§ **What to work on**: Copy word for word every line of the records below, from the line containing "Question. Provide a point on each instance of the cannon barrel" down to the line containing "x=409, y=191". Include both of those lines.

○ ○ ○ ○

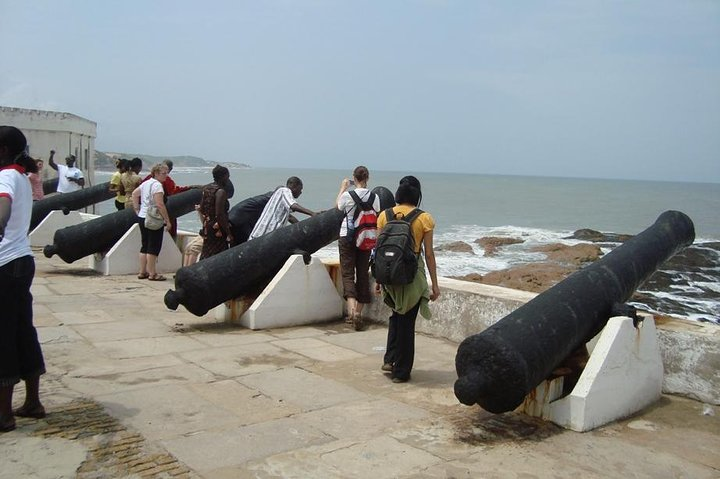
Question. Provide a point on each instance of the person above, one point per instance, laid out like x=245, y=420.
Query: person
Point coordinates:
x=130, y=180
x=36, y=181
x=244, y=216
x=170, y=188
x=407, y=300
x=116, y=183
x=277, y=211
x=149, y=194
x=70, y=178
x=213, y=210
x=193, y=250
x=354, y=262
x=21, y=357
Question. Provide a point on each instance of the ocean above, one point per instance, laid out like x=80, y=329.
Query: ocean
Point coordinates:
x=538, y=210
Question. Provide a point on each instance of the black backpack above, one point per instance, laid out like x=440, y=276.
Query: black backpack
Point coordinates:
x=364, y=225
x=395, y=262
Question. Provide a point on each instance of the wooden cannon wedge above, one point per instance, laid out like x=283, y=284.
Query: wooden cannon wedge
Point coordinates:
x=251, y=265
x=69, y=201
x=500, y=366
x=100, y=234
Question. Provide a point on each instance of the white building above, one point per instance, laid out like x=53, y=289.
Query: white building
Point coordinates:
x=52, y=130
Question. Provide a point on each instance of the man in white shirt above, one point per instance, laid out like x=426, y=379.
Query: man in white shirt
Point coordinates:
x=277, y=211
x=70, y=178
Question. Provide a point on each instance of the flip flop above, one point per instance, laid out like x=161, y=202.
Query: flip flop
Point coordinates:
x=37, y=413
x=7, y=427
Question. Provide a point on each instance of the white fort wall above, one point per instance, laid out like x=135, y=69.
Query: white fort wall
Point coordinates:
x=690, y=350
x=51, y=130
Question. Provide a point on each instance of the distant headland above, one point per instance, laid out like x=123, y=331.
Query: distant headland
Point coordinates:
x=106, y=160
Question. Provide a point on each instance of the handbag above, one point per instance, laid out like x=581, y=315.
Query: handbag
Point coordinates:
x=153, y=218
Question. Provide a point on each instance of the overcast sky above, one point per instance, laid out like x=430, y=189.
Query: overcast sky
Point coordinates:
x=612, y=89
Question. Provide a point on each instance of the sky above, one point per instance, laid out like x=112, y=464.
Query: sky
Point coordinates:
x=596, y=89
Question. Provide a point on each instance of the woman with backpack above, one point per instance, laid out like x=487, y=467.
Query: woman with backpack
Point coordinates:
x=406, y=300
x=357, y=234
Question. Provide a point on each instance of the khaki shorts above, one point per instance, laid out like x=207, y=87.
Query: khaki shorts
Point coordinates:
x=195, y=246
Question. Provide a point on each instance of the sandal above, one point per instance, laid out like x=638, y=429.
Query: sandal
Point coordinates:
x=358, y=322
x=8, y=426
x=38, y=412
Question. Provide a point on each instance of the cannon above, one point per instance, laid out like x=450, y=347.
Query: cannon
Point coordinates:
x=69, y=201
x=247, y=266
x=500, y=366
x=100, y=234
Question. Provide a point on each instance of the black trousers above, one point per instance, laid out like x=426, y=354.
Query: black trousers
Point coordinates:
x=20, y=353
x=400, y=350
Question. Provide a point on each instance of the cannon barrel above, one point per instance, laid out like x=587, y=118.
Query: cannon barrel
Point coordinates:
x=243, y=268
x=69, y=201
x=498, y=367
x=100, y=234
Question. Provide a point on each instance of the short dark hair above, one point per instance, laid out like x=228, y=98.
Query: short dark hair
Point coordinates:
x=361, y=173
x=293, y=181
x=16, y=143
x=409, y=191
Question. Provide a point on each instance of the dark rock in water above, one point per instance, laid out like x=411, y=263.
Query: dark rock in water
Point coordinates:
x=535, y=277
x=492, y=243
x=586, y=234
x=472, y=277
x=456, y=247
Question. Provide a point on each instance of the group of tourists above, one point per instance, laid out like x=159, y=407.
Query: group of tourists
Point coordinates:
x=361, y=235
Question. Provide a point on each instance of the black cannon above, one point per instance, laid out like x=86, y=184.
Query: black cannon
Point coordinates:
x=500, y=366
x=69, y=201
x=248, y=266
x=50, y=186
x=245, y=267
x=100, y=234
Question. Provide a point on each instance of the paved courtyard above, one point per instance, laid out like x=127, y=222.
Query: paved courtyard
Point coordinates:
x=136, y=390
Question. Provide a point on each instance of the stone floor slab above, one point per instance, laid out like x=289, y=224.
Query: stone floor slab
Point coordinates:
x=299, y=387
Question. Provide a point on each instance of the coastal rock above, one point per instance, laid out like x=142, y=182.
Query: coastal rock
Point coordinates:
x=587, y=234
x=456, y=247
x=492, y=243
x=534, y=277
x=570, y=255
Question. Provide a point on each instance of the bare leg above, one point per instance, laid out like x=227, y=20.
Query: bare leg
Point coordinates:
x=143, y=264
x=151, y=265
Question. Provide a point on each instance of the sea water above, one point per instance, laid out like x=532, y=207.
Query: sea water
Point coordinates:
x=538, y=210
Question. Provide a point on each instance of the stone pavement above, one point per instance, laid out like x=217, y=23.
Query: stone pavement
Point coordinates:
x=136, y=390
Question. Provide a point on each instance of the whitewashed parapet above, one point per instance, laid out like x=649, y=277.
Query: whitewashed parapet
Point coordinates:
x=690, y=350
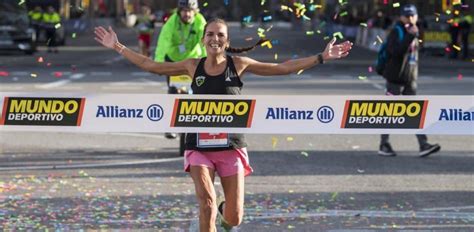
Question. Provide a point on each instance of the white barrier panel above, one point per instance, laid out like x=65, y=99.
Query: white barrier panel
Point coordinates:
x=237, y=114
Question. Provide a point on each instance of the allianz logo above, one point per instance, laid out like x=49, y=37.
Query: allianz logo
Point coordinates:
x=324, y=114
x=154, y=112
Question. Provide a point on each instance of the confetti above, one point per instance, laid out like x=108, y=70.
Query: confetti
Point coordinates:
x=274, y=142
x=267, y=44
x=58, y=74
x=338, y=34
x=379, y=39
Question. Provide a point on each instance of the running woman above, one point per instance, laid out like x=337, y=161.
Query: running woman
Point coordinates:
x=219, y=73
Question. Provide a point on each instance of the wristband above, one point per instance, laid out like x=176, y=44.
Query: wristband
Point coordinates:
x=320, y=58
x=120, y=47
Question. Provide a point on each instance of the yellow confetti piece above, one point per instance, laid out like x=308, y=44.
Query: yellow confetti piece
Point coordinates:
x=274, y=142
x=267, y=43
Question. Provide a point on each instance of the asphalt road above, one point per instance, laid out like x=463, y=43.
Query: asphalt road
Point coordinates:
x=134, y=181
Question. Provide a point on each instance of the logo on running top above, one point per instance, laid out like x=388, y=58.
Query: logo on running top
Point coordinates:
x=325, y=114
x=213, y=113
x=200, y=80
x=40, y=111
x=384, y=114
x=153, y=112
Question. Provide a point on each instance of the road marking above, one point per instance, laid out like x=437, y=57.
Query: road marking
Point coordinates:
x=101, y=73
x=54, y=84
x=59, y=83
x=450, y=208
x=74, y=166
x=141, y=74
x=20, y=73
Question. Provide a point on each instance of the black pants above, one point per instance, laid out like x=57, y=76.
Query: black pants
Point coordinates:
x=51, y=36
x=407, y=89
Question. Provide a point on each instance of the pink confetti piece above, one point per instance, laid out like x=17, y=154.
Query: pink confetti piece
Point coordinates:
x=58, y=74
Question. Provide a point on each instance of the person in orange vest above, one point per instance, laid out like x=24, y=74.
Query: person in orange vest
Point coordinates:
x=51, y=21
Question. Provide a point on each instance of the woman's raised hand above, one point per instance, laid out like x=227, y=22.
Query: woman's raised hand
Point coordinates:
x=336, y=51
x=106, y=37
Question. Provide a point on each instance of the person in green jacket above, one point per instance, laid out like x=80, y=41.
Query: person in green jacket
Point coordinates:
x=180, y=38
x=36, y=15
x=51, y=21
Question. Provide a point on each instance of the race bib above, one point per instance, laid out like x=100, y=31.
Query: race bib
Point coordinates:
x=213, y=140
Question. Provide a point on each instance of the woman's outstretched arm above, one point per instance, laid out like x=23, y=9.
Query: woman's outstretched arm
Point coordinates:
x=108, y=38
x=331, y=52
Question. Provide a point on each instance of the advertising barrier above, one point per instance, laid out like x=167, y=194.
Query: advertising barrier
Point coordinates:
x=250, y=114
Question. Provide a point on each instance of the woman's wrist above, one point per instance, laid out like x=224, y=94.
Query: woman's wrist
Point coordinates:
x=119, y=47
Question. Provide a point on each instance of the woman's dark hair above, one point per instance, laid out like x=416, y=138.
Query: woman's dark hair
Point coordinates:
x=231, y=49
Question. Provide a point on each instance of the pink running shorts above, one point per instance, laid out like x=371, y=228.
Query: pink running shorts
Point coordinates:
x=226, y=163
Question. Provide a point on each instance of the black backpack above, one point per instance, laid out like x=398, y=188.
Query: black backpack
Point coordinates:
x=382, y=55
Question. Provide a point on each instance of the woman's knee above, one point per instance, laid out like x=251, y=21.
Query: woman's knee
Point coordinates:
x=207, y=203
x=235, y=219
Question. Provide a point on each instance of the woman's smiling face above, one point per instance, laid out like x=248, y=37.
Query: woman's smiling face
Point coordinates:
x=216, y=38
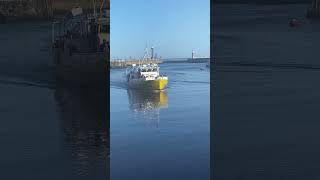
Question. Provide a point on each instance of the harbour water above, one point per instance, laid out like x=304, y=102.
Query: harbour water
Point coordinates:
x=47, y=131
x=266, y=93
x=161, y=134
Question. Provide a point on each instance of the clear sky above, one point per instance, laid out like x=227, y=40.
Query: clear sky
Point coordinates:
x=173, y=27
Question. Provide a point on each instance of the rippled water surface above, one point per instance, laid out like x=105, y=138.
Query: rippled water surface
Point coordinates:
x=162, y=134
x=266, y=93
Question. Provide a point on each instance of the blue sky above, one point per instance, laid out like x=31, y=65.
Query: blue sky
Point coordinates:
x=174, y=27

○ ○ ○ ○

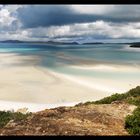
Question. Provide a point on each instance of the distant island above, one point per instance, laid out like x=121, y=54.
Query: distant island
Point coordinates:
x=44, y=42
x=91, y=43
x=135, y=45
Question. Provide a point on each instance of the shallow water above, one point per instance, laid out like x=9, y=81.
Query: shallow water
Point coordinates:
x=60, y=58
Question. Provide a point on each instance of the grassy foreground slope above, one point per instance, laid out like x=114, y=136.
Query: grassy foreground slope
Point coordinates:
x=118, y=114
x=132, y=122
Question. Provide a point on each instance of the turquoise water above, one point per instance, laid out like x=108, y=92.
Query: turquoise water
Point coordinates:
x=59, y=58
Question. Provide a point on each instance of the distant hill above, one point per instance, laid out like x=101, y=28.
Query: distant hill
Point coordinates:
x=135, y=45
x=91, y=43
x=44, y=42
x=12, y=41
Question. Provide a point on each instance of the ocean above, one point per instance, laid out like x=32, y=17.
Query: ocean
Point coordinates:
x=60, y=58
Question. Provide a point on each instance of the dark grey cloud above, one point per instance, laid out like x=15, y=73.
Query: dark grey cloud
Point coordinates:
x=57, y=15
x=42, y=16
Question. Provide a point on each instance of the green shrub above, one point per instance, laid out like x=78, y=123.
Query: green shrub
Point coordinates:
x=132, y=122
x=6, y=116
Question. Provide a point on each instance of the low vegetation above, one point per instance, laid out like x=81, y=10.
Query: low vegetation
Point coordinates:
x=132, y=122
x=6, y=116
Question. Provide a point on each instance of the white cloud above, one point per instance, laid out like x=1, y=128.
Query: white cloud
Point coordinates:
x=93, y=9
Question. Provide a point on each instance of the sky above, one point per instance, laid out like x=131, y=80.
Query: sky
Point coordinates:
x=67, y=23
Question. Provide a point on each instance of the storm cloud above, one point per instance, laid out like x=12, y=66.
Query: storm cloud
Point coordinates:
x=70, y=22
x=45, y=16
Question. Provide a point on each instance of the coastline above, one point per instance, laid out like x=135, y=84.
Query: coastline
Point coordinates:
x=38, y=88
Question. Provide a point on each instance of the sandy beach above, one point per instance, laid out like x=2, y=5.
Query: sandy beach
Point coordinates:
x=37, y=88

○ ○ ○ ○

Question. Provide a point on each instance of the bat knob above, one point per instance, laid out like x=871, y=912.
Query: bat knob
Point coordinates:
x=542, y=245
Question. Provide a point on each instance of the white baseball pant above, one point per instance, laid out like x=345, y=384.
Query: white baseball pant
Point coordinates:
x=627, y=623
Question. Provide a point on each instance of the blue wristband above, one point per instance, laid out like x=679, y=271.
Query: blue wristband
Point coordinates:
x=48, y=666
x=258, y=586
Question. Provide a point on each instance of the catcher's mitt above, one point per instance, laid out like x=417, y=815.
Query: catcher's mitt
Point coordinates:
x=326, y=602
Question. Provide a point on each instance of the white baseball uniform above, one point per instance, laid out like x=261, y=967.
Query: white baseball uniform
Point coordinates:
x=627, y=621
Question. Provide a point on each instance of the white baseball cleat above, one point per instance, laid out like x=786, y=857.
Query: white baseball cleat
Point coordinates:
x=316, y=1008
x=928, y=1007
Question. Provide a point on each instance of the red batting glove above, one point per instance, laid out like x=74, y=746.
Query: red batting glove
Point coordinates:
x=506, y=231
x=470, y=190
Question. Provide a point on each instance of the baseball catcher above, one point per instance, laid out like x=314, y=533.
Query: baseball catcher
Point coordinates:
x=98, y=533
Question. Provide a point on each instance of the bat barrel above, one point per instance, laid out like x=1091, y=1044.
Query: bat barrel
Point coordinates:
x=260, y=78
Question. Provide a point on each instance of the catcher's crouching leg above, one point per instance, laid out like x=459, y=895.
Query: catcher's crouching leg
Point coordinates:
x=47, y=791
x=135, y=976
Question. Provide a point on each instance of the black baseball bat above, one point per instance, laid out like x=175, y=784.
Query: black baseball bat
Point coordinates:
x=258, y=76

○ ○ ○ ○

§ **The completed task**:
Question. Provide a point on each instance of the cannon barrel above, one point per instance, laid out like x=587, y=118.
Query: cannon barrel
Point coordinates:
x=243, y=268
x=69, y=201
x=498, y=367
x=100, y=234
Question. Provide a point on each instance of the short dark hair above, one point per instance, laid out like x=228, y=98.
Query: short dark hair
Point coordinates:
x=361, y=173
x=293, y=181
x=16, y=143
x=409, y=191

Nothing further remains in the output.